• Reading text:
(Editor's note: This is the last in a five-part series on the Bob Marley Tour in Jamaica)
OCHO RIOS, Jamaica - A jogger and fitness devotee, Bob injured his toe playing soccer in 1977. When it wouldn’t heal, he went to a doctor who said the singer was suffering from malignant melanoma – skin cancer. The doctor recommended amputating the toe.
Although his medical records were never made public, it is believed that Bob underwent a skin graft instead of amputation. But the procedure did not stop the spread of cancer. By the end of 1980, Bob Marley’s health began deteriorating at an alarming rate.
While performing in September 1980 in New York, Bob collapsed on stage. It was discovered this time around that the untreated cancer had spread to the rest of his body, including his brain. There is speculation that he underwent controversial last-minute cancer treatment in Germany under holistic physician Josel Issels to try and save his life.
That is where some family members say that Bob was poisoned by the doctor because of Bob’s outspoken revolutionary stances. After all, someone had tried to shoot Bob in Dec. 3, 1976. Bob, his wife Rita and his manager were all wounded when bullets were fired on his Kingston home.
In Germany, the reggae star soon realized that his cancer was terminal. He wanted to return home. On the flight from Germany to Jamaica, Bob’s condition became so critical that the plane had to land in Miami. On the morning of May 11, 1981, at Cedars of Lebanon Hospital in Miami, Bob died.
The stone mausoleum where Bob is entombed with his red Gibson Les Paul guitar (some say it was a Fender Stratocaster) is filled with candles, photos, notes, flowers and other mementos from fans. The singer left a dozen or so children from six or seven different mothers.

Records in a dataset
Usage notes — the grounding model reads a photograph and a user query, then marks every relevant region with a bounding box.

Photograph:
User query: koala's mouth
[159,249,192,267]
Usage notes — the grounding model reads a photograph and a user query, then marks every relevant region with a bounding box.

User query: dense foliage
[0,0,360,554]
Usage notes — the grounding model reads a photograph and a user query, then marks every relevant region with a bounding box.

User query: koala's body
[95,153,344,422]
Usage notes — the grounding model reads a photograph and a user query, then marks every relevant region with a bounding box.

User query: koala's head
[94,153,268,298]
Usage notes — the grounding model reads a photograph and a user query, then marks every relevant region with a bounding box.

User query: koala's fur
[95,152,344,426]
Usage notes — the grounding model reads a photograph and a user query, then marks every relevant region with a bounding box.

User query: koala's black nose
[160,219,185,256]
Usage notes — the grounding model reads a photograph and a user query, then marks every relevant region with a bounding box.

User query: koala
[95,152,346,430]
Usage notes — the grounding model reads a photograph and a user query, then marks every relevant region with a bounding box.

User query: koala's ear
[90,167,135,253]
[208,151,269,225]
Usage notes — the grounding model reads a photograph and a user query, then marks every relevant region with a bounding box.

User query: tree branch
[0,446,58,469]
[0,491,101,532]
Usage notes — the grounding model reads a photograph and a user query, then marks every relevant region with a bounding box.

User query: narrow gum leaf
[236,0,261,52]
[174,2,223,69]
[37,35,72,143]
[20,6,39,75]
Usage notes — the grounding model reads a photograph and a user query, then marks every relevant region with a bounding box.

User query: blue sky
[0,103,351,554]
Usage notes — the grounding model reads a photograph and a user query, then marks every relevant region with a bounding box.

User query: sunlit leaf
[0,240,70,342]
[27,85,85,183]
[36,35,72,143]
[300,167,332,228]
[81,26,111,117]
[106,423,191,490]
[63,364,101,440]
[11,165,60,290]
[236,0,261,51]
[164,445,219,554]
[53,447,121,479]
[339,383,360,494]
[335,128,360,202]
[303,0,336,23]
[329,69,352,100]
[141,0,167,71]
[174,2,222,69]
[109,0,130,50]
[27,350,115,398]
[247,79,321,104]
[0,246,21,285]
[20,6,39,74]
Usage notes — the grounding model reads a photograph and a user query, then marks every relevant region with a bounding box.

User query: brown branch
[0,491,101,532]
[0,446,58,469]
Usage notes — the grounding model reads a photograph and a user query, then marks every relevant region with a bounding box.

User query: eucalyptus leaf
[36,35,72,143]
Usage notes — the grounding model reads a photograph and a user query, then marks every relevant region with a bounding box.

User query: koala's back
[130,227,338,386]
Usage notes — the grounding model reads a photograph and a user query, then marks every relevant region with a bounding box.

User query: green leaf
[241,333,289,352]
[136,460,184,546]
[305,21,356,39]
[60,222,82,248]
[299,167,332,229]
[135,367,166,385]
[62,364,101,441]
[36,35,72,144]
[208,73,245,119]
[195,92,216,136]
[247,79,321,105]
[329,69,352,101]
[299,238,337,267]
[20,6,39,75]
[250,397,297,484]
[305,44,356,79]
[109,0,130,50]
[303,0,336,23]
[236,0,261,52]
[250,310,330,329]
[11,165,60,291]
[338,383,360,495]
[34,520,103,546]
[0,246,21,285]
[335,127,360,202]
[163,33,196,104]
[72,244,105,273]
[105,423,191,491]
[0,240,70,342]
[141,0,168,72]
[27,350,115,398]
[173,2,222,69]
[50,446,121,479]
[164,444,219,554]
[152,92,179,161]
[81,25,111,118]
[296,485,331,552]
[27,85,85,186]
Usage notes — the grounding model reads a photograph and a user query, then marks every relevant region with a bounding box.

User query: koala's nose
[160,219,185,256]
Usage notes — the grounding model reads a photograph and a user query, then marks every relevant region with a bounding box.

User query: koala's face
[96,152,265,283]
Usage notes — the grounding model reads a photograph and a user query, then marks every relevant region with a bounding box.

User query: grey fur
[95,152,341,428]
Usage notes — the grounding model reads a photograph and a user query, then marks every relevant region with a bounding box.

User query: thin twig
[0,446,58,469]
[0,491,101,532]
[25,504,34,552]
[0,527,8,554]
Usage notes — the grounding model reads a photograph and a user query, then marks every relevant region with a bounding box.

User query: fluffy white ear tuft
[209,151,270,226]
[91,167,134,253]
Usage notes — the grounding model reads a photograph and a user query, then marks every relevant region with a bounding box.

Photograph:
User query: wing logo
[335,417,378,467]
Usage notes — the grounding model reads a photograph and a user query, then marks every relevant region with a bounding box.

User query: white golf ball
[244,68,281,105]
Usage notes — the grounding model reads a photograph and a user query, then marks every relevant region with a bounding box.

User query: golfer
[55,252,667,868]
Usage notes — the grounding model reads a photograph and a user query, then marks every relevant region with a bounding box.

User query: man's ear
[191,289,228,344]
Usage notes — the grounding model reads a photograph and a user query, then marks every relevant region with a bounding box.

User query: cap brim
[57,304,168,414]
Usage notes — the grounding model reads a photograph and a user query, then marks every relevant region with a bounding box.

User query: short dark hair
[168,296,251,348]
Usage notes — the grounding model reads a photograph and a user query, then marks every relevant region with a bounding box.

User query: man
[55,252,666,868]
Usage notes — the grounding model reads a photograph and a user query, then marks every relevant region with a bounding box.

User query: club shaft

• Task set:
a: Copy the Bob Marley article between "OCHO RIOS, Jamaica" and "amputating the toe.", inclusive, and change "soccer" to "football".
b: Go on with the Bob Marley article from its last sentence.

• Your written answers:
a:
OCHO RIOS, Jamaica - A jogger and fitness devotee, Bob injured his toe playing football in 1977. When it wouldn’t heal, he went to a doctor who said the singer was suffering from malignant melanoma – skin cancer. The doctor recommended amputating the toe.

b:
Buried in the mausoleum beneath Bob Marley is his half brother who was accidentally killed by police in Miami. “Bob Marley died in Miami. His mother died in Miami. Hs brother died in Miami,” Fozzie says. “I am not going to Miami.”
The controversy didn’t end with Bob Marley’s death. He died without a will which spawned court actions for years. The ownership of Bob’s body also was disputed. Several years ago, Bob Marley’s widow Rita wanted to move his body from Jamaica to Ethiopia.
“The Jamaican government stepped in and said his body couldn’t be moved because Bob Marley is a national treasure,” Fozzie says.
A strong advocate of freedom and “One Love” for all people, as well as a famed ganja smoker, Bob Marley left behind a lasting legacy and a wealth of music – 104 songs and 21 albums. I don’t know what the poor boy from the slums of Jamaica whose estate grew to the millions would think of the massive mausoleum and all the people who are making money off him, his life and his death.
Bob’s last words as reportedly spoken to his son Ziggy were, “Money can’t buy you life.”
Those words also are disputed. Maybe the truth about this reggae superstar is buried somewhere in all the untruths. And it might not matter anyway.
Bob Marley lived. He died. And his legions of loving fans keep his music, message and memory alive.